__The input__
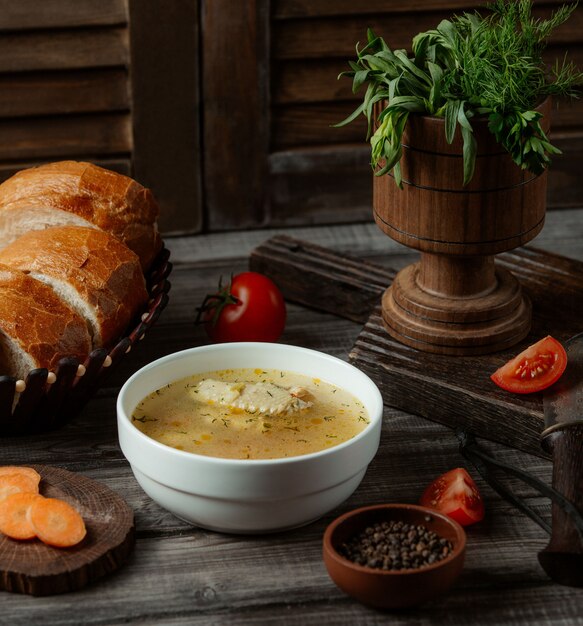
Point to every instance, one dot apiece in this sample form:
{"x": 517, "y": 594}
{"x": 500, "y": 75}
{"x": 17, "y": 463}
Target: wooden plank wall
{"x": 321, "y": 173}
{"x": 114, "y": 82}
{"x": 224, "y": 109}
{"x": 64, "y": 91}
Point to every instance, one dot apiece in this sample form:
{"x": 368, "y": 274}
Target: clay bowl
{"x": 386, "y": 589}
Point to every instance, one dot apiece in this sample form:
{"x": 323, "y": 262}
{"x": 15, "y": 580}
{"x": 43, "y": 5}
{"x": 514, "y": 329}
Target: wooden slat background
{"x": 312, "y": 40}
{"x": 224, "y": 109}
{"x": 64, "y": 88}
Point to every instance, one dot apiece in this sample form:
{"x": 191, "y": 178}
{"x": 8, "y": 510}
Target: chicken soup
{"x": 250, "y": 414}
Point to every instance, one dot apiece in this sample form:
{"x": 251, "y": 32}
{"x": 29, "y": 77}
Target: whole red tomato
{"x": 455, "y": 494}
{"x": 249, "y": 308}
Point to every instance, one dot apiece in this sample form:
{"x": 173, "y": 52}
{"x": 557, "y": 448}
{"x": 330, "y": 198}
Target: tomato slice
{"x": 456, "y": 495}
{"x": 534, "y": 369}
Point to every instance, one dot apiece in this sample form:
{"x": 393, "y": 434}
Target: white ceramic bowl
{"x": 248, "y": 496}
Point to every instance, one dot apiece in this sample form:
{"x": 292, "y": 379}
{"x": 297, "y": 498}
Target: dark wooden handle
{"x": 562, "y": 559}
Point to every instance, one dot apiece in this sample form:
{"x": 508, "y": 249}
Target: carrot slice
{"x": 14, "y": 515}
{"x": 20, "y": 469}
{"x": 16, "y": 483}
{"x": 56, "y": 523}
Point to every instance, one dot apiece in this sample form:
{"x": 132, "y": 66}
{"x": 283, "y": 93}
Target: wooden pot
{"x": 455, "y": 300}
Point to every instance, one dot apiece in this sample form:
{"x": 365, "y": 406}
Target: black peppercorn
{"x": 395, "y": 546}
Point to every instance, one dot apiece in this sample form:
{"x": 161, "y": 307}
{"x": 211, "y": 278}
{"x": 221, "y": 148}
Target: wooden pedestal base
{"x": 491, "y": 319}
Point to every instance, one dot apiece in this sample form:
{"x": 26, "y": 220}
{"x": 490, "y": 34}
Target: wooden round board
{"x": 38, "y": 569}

==

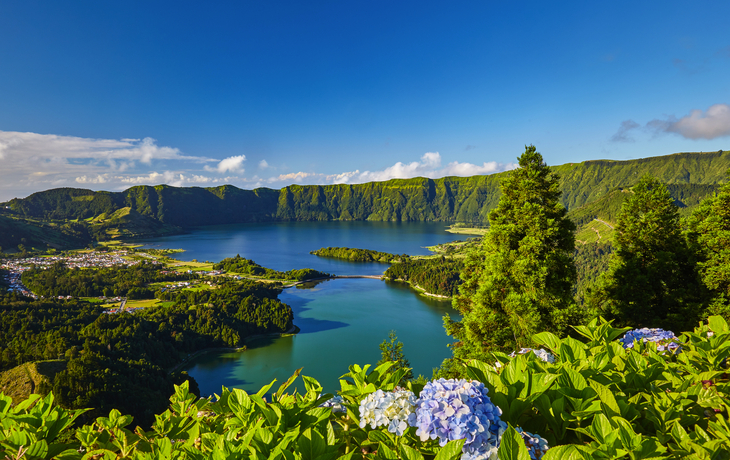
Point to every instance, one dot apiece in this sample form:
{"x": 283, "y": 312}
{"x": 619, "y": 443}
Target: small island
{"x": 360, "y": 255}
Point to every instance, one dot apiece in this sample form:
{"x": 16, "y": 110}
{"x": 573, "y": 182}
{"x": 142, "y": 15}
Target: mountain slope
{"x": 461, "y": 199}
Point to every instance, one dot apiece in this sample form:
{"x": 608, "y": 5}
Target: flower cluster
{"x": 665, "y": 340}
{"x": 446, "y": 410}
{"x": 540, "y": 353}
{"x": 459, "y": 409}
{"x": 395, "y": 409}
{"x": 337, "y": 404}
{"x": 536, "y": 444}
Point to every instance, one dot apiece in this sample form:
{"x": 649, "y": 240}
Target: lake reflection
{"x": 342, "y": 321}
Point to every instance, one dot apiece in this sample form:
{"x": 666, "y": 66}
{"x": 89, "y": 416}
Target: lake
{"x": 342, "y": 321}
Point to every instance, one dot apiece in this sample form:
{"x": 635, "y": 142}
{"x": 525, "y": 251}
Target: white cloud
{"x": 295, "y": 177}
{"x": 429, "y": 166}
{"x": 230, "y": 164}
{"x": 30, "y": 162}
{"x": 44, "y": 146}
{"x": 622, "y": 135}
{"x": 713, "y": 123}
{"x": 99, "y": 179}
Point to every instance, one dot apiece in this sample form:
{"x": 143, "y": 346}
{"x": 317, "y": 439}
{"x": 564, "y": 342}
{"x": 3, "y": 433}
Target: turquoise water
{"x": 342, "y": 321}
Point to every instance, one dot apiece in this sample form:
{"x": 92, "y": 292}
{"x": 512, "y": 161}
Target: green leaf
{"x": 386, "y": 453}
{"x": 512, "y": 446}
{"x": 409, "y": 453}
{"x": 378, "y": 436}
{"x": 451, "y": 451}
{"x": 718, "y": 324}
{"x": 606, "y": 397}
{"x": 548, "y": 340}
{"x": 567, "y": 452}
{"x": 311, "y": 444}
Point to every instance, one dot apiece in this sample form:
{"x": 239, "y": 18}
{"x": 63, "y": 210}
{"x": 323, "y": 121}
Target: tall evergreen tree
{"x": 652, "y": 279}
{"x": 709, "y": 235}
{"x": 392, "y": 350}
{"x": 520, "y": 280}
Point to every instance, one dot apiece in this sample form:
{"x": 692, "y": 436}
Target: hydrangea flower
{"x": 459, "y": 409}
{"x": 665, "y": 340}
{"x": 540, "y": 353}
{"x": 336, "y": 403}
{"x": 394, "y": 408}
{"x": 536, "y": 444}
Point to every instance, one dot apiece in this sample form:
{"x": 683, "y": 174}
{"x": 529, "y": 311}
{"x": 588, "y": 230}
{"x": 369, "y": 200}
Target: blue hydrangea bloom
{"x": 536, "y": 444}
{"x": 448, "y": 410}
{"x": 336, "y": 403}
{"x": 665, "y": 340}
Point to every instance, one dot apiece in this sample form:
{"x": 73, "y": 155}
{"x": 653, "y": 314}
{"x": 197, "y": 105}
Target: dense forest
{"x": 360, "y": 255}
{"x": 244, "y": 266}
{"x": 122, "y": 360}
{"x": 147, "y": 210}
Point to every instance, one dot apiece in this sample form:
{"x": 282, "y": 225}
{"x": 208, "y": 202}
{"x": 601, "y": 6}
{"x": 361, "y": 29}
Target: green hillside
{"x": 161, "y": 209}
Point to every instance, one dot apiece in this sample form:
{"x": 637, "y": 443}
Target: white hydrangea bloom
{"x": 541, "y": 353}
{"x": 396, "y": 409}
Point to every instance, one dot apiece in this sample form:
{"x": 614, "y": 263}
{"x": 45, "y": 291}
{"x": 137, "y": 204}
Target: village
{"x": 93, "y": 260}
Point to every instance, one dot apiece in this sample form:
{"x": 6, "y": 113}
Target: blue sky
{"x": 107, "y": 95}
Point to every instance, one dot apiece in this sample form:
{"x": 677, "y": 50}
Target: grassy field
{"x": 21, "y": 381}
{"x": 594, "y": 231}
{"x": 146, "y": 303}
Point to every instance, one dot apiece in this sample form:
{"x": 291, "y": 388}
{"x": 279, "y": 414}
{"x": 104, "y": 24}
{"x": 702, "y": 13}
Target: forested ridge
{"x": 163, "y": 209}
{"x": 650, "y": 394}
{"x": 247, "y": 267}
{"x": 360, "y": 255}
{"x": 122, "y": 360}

__Exercise description__
Pick out and copy every line of the records that contains the word "wooden", treating uppercase and lowercase letters as different.

__The response__
Target: wooden plank wall
Target: wooden slat background
Target: dark wooden handle
Target: wooden pot
Target: wooden pedestal base
Target: wooden round board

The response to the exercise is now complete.